-- ACTIVITÉS --
• a. D'après la décision, au-dessous de quel âge l'article 41 interdit-il de descendre pour bénéficier de l'allocation de cessation anticipée d'activité ?
• b. Transcrivez le passage de la décision qui s'ouvre sur les mots « 10. D'autre part, la » et se clôt sur « au Conseil constitutionnel. ».

-- TEXTE DONNÉ --
* * *

Examen de la question prioritaire de constitutionnalité

5. La disposition contestée est l'article 41 de la loi n° 98-1194 qui, dans sa rédaction issue de la loi n° 2012-1404 du 17 décembre 2012, dispose :

« I.- Une allocation de cessation anticipée d'activité est versée aux salariés et anciens salariés des établissements de fabrication de matériaux contenant de l'amiante, des établissements de flocage et de calorifugeage à l'amiante ou de construction et de réparation navales, sous réserve qu'ils cessent toute activité professionnelle, lorsqu'ils remplissent les conditions suivantes :

1° Travailler ou avoir travaillé dans un des établissements mentionnés ci-dessus et figurant sur une liste établie par arrêté des ministres chargés du travail, de la sécurité sociale et du budget, pendant la période où y étaient fabriqués ou traités l'amiante ou des matériaux contenant de l'amiante. L'exercice des activités de fabrication de matériaux contenant de l'amiante, de flocage et de calorifugeage à l'amiante de l'établissement doit présenter un caractère significatif ;

2° Avoir atteint l'âge de soixante ans diminué du tiers de la durée du travail effectué dans les établissements visés au 1°, sans que cet âge puisse être inférieur à cinquante ans ;

3° S'agissant des salariés de la construction et de la réparation navales, avoir exercé un métier figurant sur une liste fixée par arrêté conjoint des ministres chargés du travail, de la sécurité sociale et du budget. »

6. La chambre déduit de cette disposition que le salarié qui a travaillé dans l'un des établissements mentionnés à l'article 41 de la loi n° 98-1194 du 23 décembre 1998 et figurant sur une liste établie par arrêté ministériel pendant une période où y étaient fabriqués ou traités l'amiante ou des matériaux contenant de l'amiante, et se trouve, par le fait de l'employeur, dans une situation d'inquiétude permanente face au risque de déclaration à tout moment d'une maladie liée à l'amiante, subit un préjudice spécifique d'anxiété.

7. La disposition ainsi interprétée est applicable au litige.

8. Elle n'a pas déjà été déclarée conforme à la Constitution dans les motifs et le dispositif d'une décision du Conseil constitutionnel.

9. Cependant, d'une part, la question, ne portant pas sur l'interprétation d'une disposition constitutionnelle dont le Conseil constitutionnel n'aurait pas encore eu l'occasion de faire application, n'est pas nouvelle.

10. D'autre part, la disposition législative en cause telle qu'interprétée ne heurte aucun des principes constitutionnels invoqués dès lors que l'indemnisation du préjudice d'anxiété qui repose sur l'exposition des salariés au risque créé par leur affectation dans un établissement figurant sur une liste établie par arrêté où étaient fabriqués ou traités l'amiante ou des matériaux contenant de l'amiante, en premier lieu n'exclut pas toute cause d'exonération de responsabilité et en second lieu ne prive pas l'employeur d'un recours effectif dès lors notamment qu'il peut remettre en cause devant le juge compétent l'arrêté ministériel.

11. En conséquence, il n'y a pas lieu de renvoyer la question prioritaire de constitutionnalité au Conseil constitutionnel.

PAR CES MOTIFS, la Cour :

DIT N'Y AVOIR LIEU DE RENVOYER au Conseil constitutionnel la question prioritaire de constitutionnalité ;

Ainsi fait et jugé par la Cour de cassation, chambre sociale, et prononcé par le président en son audience publique du seize décembre deux mille vingt.

* * *

-- DONNÉES FOURNIES --

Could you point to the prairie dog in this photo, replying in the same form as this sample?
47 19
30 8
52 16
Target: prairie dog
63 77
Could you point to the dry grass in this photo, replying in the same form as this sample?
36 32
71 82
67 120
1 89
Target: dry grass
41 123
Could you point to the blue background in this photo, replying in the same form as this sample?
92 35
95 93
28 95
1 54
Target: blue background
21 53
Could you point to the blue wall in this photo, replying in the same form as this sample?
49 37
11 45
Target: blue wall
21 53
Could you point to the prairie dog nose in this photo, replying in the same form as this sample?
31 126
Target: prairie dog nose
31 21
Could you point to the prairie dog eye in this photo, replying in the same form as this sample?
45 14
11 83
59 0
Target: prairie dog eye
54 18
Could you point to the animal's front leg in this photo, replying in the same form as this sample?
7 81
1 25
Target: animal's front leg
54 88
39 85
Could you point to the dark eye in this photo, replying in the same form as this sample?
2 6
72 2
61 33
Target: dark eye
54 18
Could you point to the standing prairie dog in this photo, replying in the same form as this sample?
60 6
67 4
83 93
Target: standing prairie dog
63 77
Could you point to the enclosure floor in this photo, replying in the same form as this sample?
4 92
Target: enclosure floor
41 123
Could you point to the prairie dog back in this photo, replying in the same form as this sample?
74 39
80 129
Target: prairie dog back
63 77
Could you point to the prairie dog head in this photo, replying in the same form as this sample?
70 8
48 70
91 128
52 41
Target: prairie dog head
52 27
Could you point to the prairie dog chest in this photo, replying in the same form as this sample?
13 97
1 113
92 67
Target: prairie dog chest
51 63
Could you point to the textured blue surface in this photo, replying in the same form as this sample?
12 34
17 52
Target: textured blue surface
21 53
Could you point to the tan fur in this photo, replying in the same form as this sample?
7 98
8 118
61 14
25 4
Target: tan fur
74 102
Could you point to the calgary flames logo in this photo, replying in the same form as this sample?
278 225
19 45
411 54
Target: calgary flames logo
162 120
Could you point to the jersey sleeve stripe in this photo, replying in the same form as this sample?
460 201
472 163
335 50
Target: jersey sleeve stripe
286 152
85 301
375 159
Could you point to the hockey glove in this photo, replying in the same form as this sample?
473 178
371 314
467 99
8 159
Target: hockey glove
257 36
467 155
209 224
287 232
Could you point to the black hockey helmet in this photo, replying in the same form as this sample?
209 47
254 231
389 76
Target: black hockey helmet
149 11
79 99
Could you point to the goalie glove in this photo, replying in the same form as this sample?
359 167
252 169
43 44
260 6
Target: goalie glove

* * *

-- CORRIGÉS DES EXERCICES --
• a. Cinquante ans.

• b.
10. D'autre part, la disposition législative en cause telle qu'interprétée ne heurte aucun des principes constitutionnels invoqués dès lors que l'indemnisation du préjudice d'anxiété qui repose sur l'exposition des salariés au risque créé par leur affectation dans un établissement figurant sur une liste établie par arrêté où étaient fabriqués ou traités l'amiante ou des matériaux contenant de l'amiante, en premier lieu n'exclut pas toute cause d'exonération de responsabilité et en second lieu ne prive pas l'employeur d'un recours effectif dès lors notamment qu'il peut remettre en cause devant le juge compétent l'arrêté ministériel.

11. En conséquence, il n'y a pas lieu de renvoyer la question prioritaire de constitutionnalité au Conseil constitutionnel.